TASK GOAL: Rewrite the records below, changing "suspender strap" to "shoulder strap" and leaving everything else as it is. Omit the pictures from your answer.

DATASET ENTRIES:
══════

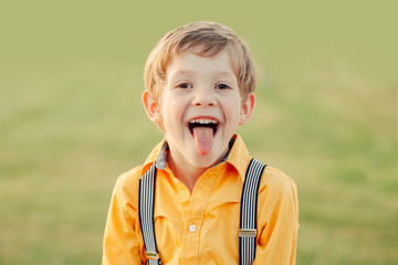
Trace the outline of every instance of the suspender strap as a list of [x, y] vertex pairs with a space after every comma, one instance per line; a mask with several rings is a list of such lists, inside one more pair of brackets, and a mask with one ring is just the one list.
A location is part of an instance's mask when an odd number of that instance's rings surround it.
[[156, 167], [154, 163], [139, 180], [139, 195], [138, 195], [139, 223], [143, 231], [145, 251], [148, 257], [148, 265], [161, 264], [160, 256], [159, 253], [157, 252], [157, 246], [156, 246], [155, 224], [154, 224], [155, 183], [156, 183]]
[[240, 233], [239, 233], [239, 264], [251, 265], [255, 257], [256, 245], [256, 205], [261, 176], [266, 165], [252, 159], [249, 163], [244, 179]]

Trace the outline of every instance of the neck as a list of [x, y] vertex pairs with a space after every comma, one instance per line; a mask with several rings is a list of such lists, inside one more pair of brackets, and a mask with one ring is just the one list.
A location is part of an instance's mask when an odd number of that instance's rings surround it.
[[207, 168], [196, 167], [178, 167], [171, 156], [168, 157], [169, 167], [174, 176], [176, 176], [192, 193], [193, 188], [200, 176], [202, 176]]

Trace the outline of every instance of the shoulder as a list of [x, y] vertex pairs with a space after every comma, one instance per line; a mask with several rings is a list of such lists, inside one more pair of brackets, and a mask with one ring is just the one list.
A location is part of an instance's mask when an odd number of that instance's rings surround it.
[[260, 182], [259, 204], [271, 211], [281, 203], [297, 204], [297, 187], [293, 179], [281, 170], [266, 166]]
[[266, 167], [260, 182], [259, 209], [262, 224], [287, 216], [284, 222], [297, 225], [297, 187], [293, 179], [276, 168]]
[[261, 181], [261, 189], [270, 188], [273, 190], [280, 190], [284, 188], [290, 188], [296, 190], [296, 184], [289, 176], [286, 176], [281, 170], [266, 166], [262, 181]]
[[138, 189], [142, 169], [143, 166], [135, 167], [117, 178], [114, 188], [114, 197], [117, 198], [119, 202], [130, 204], [133, 208], [138, 205]]

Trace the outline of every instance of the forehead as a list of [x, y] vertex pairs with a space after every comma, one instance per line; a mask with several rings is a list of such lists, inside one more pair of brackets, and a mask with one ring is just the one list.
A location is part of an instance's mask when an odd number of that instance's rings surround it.
[[175, 75], [224, 75], [235, 77], [230, 53], [226, 50], [206, 56], [197, 51], [185, 51], [175, 56], [166, 70], [166, 78]]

══════

FULL OUTPUT:
Trace the outline of every instance of the shoulder strap as a list of [x, y] vertex pairs with a space after every comma, one instance per line; a mask with several rings is a list of such lists, inside one more pair of brackets, and a mask with one ring is just the one list.
A location is part of an instance's mask when an odd number of that instance's rings surround it.
[[156, 167], [154, 163], [139, 180], [139, 195], [138, 195], [139, 223], [143, 231], [145, 251], [148, 257], [148, 265], [161, 264], [160, 256], [159, 253], [157, 252], [157, 246], [156, 246], [155, 224], [154, 224], [155, 183], [156, 183]]
[[240, 233], [239, 233], [239, 264], [251, 265], [255, 257], [256, 245], [256, 205], [261, 176], [266, 165], [252, 159], [249, 163], [244, 179]]

Trace the outline of every instance of the neck as a list of [x, y] vertex pairs with a space after every comma, one instance per line; a mask with several rings is a list of such lists, inside one more pair of brackets, and a mask with one ring is just the one list.
A location is part of an instance's mask when an odd number of that instance's rings surround it.
[[207, 168], [196, 167], [178, 167], [171, 156], [168, 157], [169, 167], [174, 176], [176, 176], [192, 193], [193, 188], [200, 176], [202, 176]]

Trace the outline of every instance of the shoulder as a list of [x, y] vertex pairs with a space after every comma, one instance per line; a mask with several rings is a list of such lists, inside one more pair of brackets, and a mask with one ring is just the one list.
A location is part of an instance's mask when an odd number of that instance's rings surround it.
[[260, 182], [259, 204], [271, 211], [281, 203], [297, 204], [297, 187], [293, 179], [281, 170], [266, 166]]
[[266, 167], [260, 182], [259, 209], [262, 224], [287, 216], [284, 222], [297, 225], [297, 187], [293, 179], [276, 168]]
[[261, 181], [261, 189], [270, 188], [273, 190], [280, 190], [284, 188], [290, 188], [296, 190], [296, 184], [289, 176], [286, 176], [281, 170], [266, 166], [262, 181]]
[[138, 189], [142, 169], [143, 166], [135, 167], [117, 178], [114, 188], [114, 197], [117, 198], [119, 202], [130, 204], [133, 208], [138, 205]]

Trace the outline of every instance of the forehead as a list of [x, y] vertex pairs with a space after every comma, one instance per line; a mask with several rings is a list of such lists, inside one more pair of brackets, and a mask with one ring is just the one list.
A location is part of an instance's mask when an odd number of that instance's rings surround it.
[[175, 75], [224, 75], [235, 77], [230, 53], [226, 50], [206, 56], [197, 51], [185, 51], [175, 56], [166, 70], [166, 78]]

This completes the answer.